There's a very important phase of painting called sit back and take a look. It's a phase I'm in the middle of with three of these, and a phase I really struggle with. To start a picture, I find, doesn’t take much discipline. I tend to jump right in. (Which sometimes works, sometimes doesn't.) But removing yourself from the process of creating in order to regard your painting critically, in order to see where it’s going, to decide whether it’s working, whether it’s going to work. That takes a lot of guts. And far more discipline, because my first inclination is to shove forward when I encounter a problem. And that also can mean starting over, or running a good painting into the ground. Over-painting something. I struggle a lot with allowing myself to sit back and take a look. I tend to get nervous about the time ticking away.
::::
_Directive 1:_
Convert the rows from the line containing "of the man's" through the line containing "point(40, 169)" into a numbered list, leaving out any blank lines.

(Items from a dataset)
::::
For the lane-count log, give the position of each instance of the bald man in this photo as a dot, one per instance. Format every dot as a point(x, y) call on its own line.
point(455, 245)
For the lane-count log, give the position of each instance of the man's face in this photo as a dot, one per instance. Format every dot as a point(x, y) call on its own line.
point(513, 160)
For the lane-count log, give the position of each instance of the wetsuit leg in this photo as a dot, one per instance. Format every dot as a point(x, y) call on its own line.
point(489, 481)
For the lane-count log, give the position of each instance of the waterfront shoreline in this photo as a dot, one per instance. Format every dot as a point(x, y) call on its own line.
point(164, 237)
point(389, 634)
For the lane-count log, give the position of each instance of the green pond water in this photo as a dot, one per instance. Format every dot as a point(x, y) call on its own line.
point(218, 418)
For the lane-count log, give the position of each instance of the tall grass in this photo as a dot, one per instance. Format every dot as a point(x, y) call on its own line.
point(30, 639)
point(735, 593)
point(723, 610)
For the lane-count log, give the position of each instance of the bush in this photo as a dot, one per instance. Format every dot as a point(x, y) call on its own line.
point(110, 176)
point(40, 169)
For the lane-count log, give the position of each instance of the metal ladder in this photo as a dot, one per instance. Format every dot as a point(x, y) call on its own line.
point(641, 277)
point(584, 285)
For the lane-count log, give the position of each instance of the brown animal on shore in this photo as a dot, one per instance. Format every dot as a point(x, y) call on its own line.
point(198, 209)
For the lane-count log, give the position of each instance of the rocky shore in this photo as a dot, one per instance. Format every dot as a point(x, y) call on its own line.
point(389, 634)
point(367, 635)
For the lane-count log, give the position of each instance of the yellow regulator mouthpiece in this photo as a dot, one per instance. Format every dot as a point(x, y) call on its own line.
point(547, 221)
::::
_Directive 2:_
Carry on the passage about painting from its last sentence.

_Reply 1:_
1. For the lane-count log, give the position of each instance of the man's face in this photo as a dot, one per instance. Format every dot as a point(x, y) call on its own line.
2. point(513, 160)
3. For the lane-count log, give the position of each instance of the wetsuit leg in this photo as a dot, one per instance. Format every dot as a point(x, y) call on its own line.
4. point(489, 481)
5. For the lane-count log, give the position of each instance of the waterfront shoreline in this photo as a dot, one per instance. Format every dot as a point(x, y) call on its own line.
6. point(164, 237)
7. point(389, 634)
8. For the lane-count log, give the position of each instance of the green pond water in this photo as a dot, one per instance. Format every dot as a point(x, y) call on its own line.
9. point(218, 418)
10. For the lane-count log, give the position of each instance of the tall grass in this photo as a dot, one per instance. Format every dot as a point(x, y) call on its own line.
11. point(30, 639)
12. point(735, 593)
13. point(723, 610)
14. For the lane-count log, give the position of each instance of the bush in this photo as a dot, one per instance. Format every dot as a point(x, y) call on its own line.
15. point(110, 176)
16. point(40, 169)

_Reply 2:_
It’s one of the reasons I was so excited to find this book at the library not long ago: Picasso Paints a Portrait. It’s a photo-essay published in 1996 from a collection of photographs taken in 1957. And it is exactly what I wanted it to be: it depicts, simply, Picasso painting a portrait.


Moment for moment.


Line by line.


I love the progress pictures of the face itself, absolutely. I love the glimpse inside his studio.


What I love best about it, though, is the acknowledgement of this all-important step. The stopping and looking and considering where to go next.


It helps me so much that Picasso has a path he’s following, and that he gets a little lost sometimes.


And that he waits. He lets it happen.




For as long as it needs to.


I am immensely comforted by these pictures.